Please quote the material below word for word, leaving the pictures out of your answer.

━━━━━ Records for processing

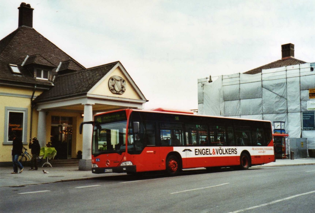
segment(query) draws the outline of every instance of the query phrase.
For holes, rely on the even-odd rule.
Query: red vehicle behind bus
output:
[[[135,174],[251,166],[274,161],[270,121],[194,114],[158,108],[94,116],[92,172]]]

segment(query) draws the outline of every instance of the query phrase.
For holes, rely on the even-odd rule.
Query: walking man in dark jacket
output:
[[[28,145],[28,148],[31,149],[32,153],[32,159],[31,159],[31,169],[29,170],[32,171],[34,170],[35,166],[35,170],[38,169],[37,167],[37,156],[39,155],[40,152],[40,145],[38,140],[36,138],[34,138],[32,141],[30,142]]]
[[[12,162],[13,163],[13,172],[11,174],[16,174],[18,173],[18,167],[20,168],[20,173],[23,171],[23,166],[19,161],[19,156],[22,153],[23,148],[23,143],[20,139],[16,137],[16,135],[13,134],[11,136],[13,138],[12,148]]]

━━━━━━━━━━

• _Solution_
segment(query) draws the outline of every instance of the query phrase.
For holes, rely on the even-odd rule.
Query: red vehicle behind bus
output:
[[[135,174],[251,166],[274,161],[270,121],[194,114],[158,108],[94,116],[92,172]]]

segment(query) draws the outline of every instance of the query phrase.
For holes, rely on the even-odd rule.
Query: walking man in dark jacket
output:
[[[28,145],[28,148],[31,149],[32,153],[32,159],[31,159],[31,169],[29,170],[32,171],[34,170],[35,166],[35,170],[38,169],[37,167],[37,156],[39,155],[40,152],[40,145],[38,140],[36,138],[34,138],[32,141],[30,142]]]
[[[12,162],[13,163],[13,172],[11,174],[16,174],[18,173],[18,167],[20,168],[20,173],[23,171],[23,166],[19,161],[19,156],[22,153],[23,148],[23,143],[20,139],[16,137],[16,135],[13,134],[11,136],[13,138],[12,148]]]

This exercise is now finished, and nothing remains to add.